### Information supplied
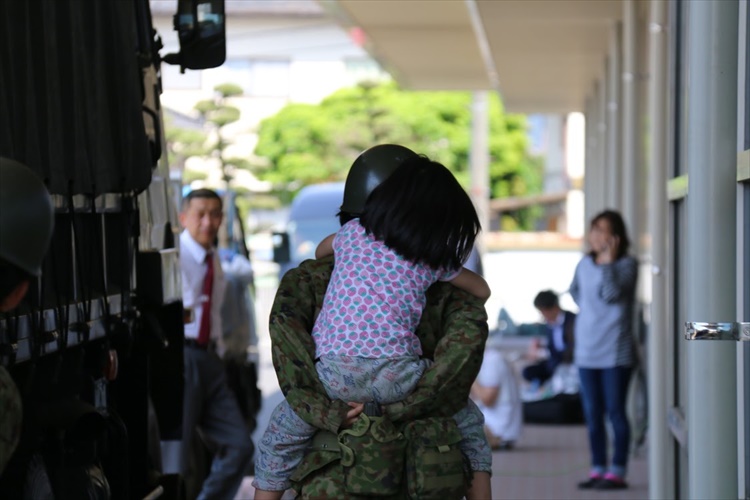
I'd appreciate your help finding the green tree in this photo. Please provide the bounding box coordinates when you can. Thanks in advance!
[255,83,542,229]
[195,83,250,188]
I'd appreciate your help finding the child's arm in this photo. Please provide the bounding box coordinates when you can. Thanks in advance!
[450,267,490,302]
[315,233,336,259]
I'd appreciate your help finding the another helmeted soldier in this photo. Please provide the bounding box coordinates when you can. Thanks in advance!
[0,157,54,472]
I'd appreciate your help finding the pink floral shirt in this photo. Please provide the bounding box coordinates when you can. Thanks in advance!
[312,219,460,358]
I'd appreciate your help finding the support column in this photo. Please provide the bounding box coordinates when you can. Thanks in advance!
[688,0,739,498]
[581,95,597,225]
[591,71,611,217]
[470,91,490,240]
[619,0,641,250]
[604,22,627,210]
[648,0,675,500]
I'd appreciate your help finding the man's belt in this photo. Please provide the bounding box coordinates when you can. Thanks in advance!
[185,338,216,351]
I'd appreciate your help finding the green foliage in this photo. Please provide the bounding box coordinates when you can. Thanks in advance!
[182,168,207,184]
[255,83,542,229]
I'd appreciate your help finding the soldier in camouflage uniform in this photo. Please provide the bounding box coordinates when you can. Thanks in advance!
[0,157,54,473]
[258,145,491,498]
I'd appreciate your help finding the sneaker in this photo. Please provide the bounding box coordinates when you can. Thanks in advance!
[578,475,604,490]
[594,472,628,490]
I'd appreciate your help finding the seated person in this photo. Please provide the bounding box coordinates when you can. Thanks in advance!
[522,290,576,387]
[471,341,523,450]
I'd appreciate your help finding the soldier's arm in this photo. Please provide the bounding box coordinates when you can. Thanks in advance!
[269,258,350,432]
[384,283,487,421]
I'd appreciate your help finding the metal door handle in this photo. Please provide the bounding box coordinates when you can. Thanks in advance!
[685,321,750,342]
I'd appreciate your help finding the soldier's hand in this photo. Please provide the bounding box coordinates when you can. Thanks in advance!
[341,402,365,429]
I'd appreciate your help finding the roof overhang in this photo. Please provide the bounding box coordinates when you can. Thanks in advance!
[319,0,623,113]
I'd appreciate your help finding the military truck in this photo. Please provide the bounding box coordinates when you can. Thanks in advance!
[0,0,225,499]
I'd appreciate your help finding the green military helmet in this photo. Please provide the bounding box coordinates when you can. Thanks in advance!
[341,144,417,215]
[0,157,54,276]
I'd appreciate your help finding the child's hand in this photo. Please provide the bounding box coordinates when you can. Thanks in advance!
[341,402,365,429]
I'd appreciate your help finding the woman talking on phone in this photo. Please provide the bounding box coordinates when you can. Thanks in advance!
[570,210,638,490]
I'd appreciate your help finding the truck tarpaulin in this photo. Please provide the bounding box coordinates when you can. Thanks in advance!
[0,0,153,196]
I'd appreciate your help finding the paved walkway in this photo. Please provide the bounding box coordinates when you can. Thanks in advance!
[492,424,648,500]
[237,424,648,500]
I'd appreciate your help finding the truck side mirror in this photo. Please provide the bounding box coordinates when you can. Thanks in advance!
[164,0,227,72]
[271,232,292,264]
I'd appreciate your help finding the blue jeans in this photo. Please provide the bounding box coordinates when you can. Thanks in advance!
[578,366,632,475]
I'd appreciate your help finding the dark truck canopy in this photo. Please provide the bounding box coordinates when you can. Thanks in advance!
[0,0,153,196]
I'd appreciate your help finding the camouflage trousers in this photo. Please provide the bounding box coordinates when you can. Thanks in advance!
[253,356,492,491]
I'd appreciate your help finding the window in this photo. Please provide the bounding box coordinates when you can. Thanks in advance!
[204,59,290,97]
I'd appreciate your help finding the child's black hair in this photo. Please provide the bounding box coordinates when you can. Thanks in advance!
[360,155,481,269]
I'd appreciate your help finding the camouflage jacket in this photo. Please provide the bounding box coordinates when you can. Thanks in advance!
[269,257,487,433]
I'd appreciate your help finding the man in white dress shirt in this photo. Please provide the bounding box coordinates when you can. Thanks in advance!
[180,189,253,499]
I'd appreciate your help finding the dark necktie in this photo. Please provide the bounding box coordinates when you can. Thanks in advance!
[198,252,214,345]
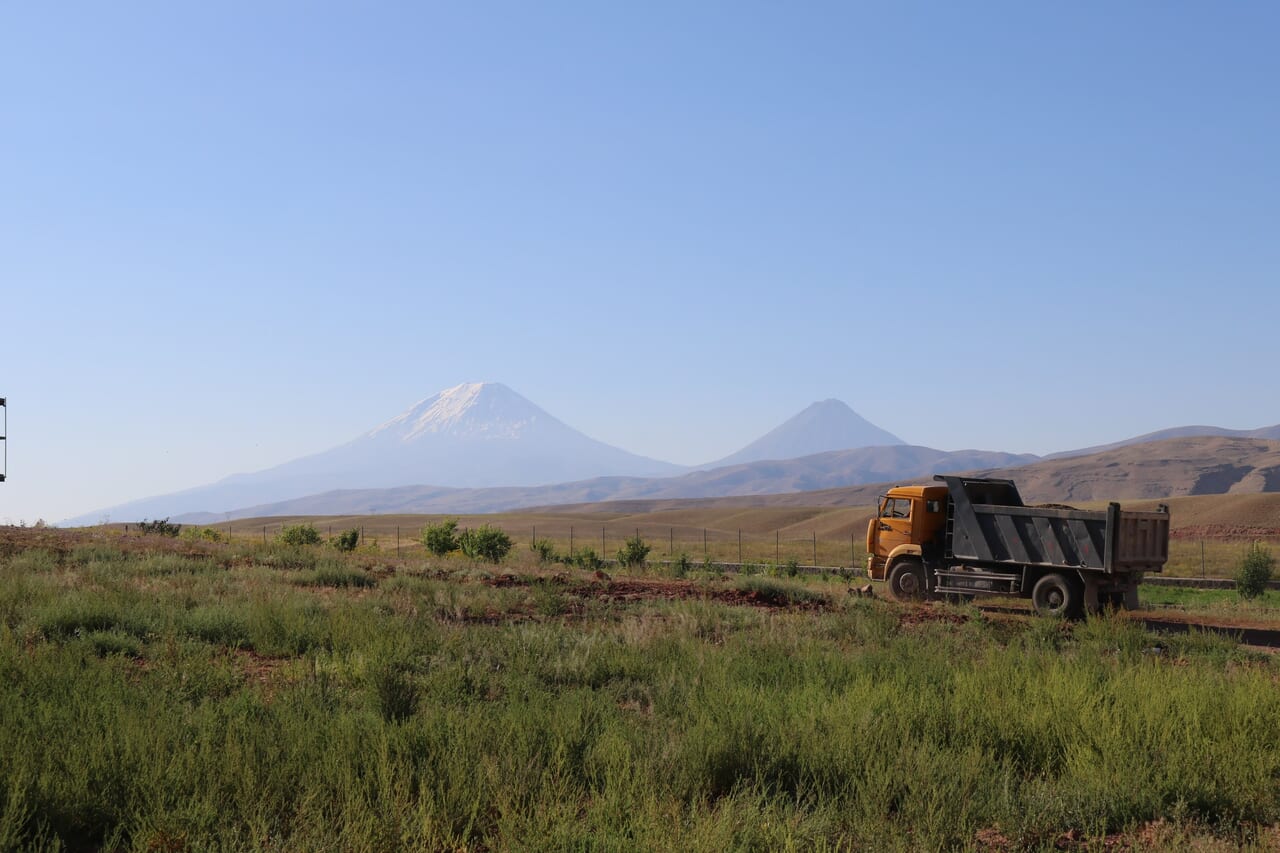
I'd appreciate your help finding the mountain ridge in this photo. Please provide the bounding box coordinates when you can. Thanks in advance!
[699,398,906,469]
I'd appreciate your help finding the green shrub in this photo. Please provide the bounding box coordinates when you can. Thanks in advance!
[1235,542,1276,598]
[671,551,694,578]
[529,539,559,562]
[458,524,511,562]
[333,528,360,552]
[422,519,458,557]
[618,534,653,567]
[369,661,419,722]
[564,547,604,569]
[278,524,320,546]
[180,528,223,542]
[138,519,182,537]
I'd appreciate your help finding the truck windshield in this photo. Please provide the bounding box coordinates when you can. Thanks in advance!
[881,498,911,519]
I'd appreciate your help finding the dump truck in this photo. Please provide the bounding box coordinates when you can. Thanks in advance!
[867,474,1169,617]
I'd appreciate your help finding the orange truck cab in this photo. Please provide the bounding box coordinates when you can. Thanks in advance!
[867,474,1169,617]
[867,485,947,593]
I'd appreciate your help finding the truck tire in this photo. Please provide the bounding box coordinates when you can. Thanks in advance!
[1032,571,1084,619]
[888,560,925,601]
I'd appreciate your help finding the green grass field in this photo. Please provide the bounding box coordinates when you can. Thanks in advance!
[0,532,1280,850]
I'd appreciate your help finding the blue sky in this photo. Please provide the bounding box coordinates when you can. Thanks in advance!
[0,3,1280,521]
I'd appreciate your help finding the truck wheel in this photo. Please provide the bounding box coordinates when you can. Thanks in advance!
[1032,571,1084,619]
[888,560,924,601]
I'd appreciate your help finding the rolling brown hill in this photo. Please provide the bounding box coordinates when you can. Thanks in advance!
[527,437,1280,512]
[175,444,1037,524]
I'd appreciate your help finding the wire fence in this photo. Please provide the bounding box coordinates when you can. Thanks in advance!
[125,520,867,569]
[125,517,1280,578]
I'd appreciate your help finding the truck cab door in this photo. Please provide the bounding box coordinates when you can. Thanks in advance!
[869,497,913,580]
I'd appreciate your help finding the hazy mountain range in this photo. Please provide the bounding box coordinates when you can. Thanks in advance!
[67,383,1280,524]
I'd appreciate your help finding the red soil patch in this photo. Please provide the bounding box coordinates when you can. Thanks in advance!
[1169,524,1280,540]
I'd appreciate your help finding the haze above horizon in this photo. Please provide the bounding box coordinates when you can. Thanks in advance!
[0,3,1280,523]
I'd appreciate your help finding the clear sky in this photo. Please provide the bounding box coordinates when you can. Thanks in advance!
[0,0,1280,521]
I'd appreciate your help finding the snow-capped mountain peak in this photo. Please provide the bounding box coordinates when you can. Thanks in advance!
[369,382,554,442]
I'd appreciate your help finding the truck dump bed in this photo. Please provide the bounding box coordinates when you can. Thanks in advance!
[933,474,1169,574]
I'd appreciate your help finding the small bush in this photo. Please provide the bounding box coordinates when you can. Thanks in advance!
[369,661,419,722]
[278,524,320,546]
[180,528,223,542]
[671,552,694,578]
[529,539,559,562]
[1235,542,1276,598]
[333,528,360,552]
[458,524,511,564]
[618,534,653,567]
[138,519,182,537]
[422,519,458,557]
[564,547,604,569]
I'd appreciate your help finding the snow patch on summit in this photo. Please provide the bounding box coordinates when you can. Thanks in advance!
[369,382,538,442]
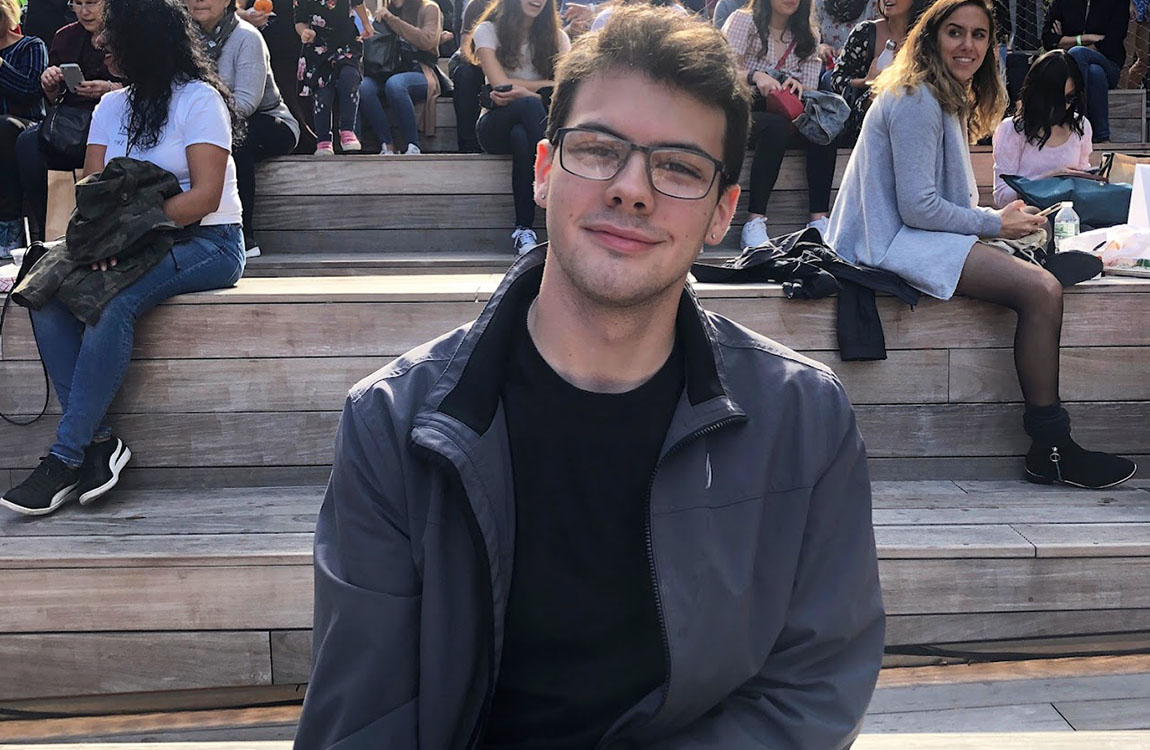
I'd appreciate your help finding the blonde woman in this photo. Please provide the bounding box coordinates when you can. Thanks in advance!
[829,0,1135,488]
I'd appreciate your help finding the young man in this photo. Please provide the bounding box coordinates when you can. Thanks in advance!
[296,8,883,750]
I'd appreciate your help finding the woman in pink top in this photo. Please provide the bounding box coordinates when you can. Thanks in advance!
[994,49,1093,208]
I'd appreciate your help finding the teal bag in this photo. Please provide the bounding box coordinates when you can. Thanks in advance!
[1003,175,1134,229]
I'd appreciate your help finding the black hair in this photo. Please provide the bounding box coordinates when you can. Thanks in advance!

### What is needed
Locate every line in the data above that contains the string "dump", and copy each of those lines out in full. Matching is case-sensitive.

### Exercise response
I'd appreciate your help finding the dump truck in this photo. Please provide the bounding box coordinates when you can. Thanks in advance!
I'd appreciate your help finding the truck dump bed in this photo. Please provide the bounding box coordinates when you can. Thanks in advance!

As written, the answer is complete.